■ Tarefas a realizar:
1 – Por favor, transcreva do trecho apresentado a parte que abre com as palavras contendo "Eu abomino chegar" e fecha com "perda de consciência.".
2 – Indique se cada afirmação a seguir concorda com o trecho apresentado, respondendo sim ou não e citando as palavras exatas do trecho que decidem a questão: (a) Quem narra chegou no horário ao consultório naquela quarta-feira. (b) Marquinho perdeu a consciência depois de um acesso de tosse. (c) O colapso traqueal é descrito como uma patologia conhecida há muito tempo.
:: Trecho apresentado
São tão imprevisíveis a circunstância e o momento em que duas pessoas se flagram amigas, que a retrospectiva de amizades duradouras é sempre um festival de encontros inusitados em que alguma afinidade carinhosa foi despertada sabe-se lá por qual estranho mecanismo. Muitas vezes, a sintonia é percebida mas não se completa porque, apressados, dispersamos e, por esses atropelos da vida moderna, nos distanciamos de amigos potenciais, deixando a frustrante sensação de que poderíamos ter sido.
Outras vezes, o contato inicial é tormentoso e precisamos relevar a adversidade e a rudeza do primeiro encontro e reiniciar, cheios de boa intenção, mas sem nenhuma certeza de que seremos mais do que mornas cortesias, essas que fazem a rotina entre civilizados.
Eu abomino chegar atrasado, mas naquela quarta-feira insana não consegui evitar. Entrei no consultório com a pressa da consciência pesada e pedi que a secretária passasse logo o primeiro paciente. Foi assim que encontrei o Marquinho pela primeira vez. Antes que pudesse me desculpar ou, mais remotamente, perguntar no que podia lhe ajudar, o baixinho empertigado iniciou um discurso inflamado sobre como os médicos são uns prepotentes, que não respeitam compromissos e tratam todos os pacientes como se fossem uns desocupados. Antes que me organizasse para reagir ao tiroteio, ele mergulhou num acesso de tosse tão intenso, que resultou em perda de consciência.
Trinta segundos depois, com olhar meio esgazeado, ele recontatou com o mundo, sem saber que aquele tempo curto tinha sido suficiente para o diagnóstico de colapso traqueal, uma patologia de entendimento recente, em que há uma flacidez da parede da traqueia, que desaba durante o esforço da tosse, provocando mais tosse e, nas formas mais graves, redução importante da circulação cerebral. Alguns desses pacientes referem ter aprendido que, iniciado o acesso de tosse, a primeira medida devia ser estacionar o carro, porque iam perder a consciência.
::::
:: Registros de dados
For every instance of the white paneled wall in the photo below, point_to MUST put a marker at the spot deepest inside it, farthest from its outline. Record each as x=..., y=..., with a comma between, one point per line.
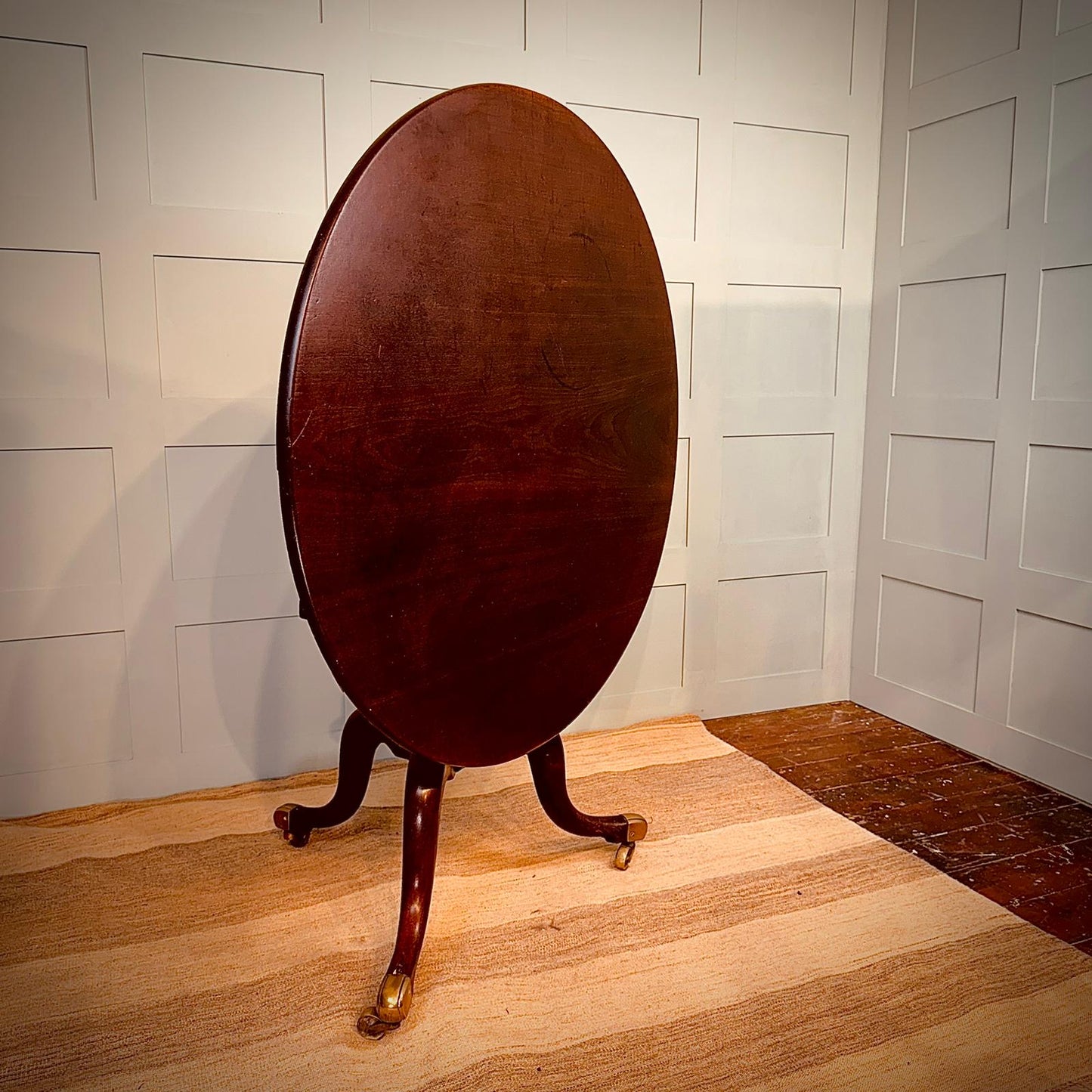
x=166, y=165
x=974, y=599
::::
:: Registros de dados
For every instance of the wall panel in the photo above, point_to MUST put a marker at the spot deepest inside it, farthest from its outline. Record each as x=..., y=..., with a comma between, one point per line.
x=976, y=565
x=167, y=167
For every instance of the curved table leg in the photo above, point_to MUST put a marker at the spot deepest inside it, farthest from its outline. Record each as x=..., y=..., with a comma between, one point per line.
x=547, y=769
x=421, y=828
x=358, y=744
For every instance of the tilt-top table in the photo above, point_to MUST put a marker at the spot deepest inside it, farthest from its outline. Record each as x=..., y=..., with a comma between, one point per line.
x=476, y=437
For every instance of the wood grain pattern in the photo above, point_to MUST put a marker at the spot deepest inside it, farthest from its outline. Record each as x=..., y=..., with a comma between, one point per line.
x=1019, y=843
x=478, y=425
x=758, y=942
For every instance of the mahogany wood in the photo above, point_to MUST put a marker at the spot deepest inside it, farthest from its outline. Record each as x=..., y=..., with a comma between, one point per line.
::::
■ Respostas dos exercícios:
1 –
Eu abomino chegar atrasado, mas naquela quarta-feira insana não consegui evitar. Entrei no consultório com a pressa da consciência pesada e pedi que a secretária passasse logo o primeiro paciente. Foi assim que encontrei o Marquinho pela primeira vez. Antes que pudesse me desculpar ou, mais remotamente, perguntar no que podia lhe ajudar, o baixinho empertigado iniciou um discurso inflamado sobre como os médicos são uns prepotentes, que não respeitam compromissos e tratam todos os pacientes como se fossem uns desocupados. Antes que me organizasse para reagir ao tiroteio, ele mergulhou num acesso de tosse tão intenso, que resultou em perda de consciência.

2 –
(a) Não: "Eu abomino chegar atrasado, mas naquela quarta-feira insana não consegui evitar."
(b) Sim: "ele mergulhou num acesso de tosse tão intenso, que resultou em perda de consciência."
(c) Não: "uma patologia de entendimento recente"